PROBLEM TO SOLVE
Print the material below line for line, with nothing changed.

§ §

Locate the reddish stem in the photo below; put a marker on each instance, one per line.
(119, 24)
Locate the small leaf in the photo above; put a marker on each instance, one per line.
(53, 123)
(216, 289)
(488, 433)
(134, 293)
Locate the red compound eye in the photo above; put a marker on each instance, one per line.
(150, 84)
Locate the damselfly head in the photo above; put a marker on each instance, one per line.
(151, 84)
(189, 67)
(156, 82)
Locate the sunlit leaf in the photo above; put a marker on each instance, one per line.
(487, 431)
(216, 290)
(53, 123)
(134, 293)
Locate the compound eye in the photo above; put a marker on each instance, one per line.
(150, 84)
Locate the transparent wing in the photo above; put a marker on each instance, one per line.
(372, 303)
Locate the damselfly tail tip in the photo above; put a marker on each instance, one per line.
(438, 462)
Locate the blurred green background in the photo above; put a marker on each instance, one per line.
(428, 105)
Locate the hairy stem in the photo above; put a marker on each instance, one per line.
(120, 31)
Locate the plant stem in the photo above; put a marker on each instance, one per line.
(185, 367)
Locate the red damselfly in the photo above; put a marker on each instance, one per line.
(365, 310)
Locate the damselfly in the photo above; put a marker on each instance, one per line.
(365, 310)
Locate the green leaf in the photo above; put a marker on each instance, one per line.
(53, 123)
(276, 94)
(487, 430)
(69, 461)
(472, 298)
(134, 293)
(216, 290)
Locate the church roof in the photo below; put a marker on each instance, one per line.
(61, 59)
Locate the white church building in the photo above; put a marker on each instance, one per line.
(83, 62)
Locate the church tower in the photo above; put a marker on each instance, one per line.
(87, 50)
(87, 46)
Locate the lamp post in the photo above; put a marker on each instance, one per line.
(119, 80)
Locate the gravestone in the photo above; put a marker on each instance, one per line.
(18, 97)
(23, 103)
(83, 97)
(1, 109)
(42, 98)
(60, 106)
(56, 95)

§ §

ANSWER IN FULL
Locate the reddish stem in the photo below; put a marker on each instance, one per line.
(119, 24)
Locate the small leaf in the photo above; put a marker on each instance, one per line.
(53, 123)
(216, 289)
(488, 433)
(134, 293)
Locate the red compound eye in the photo above; put a marker on each instance, one per line.
(150, 84)
Locate the damselfly head in the photo above; put a marker on each instance, one per line.
(151, 84)
(189, 67)
(156, 82)
Locate the sunlit leaf in the photo above; put a marker on each instance, one per line.
(487, 431)
(216, 290)
(53, 123)
(134, 293)
Locate the compound eye in the photo above; put a marker on each instance, one per line.
(150, 84)
Locate the transparent wing in the photo above; put a marker on each instance, one per line.
(372, 303)
Locate the damselfly tail tip in the photo above; put a marker on each instance, one per line.
(438, 462)
Locate the blurred green background in the photo above; put a marker on each instance, one per line.
(428, 105)
Locate the hairy stem in the photo above; put a marker on each instance, one per line.
(120, 31)
Locate the plant stem in the photo above; put a marker on each instance, one per line.
(185, 367)
Locate the red damselfly in the photo above; put a marker on each instance, one per line.
(365, 310)
Locate the damselfly in the photo above; put a marker on each instance, one per line.
(365, 310)
Locate the green leaf in the photo above; put a marker on each instance, one per line.
(53, 123)
(276, 94)
(487, 430)
(69, 461)
(472, 298)
(134, 293)
(216, 290)
Locate the church roof in the photo below; put a marker on each instance, one per line.
(61, 59)
Locate the white church building in the photo above; put a marker on each instance, one per line.
(83, 62)
Locate the church tower in the photo above; put a marker on each instance, one per line.
(87, 50)
(87, 46)
Locate the lamp post in the photo above; put a marker on each instance, one per line.
(119, 80)
Locate the gravestone in the photo above; put a marker on each instance, one per line.
(18, 97)
(23, 103)
(83, 97)
(1, 109)
(42, 98)
(60, 106)
(56, 95)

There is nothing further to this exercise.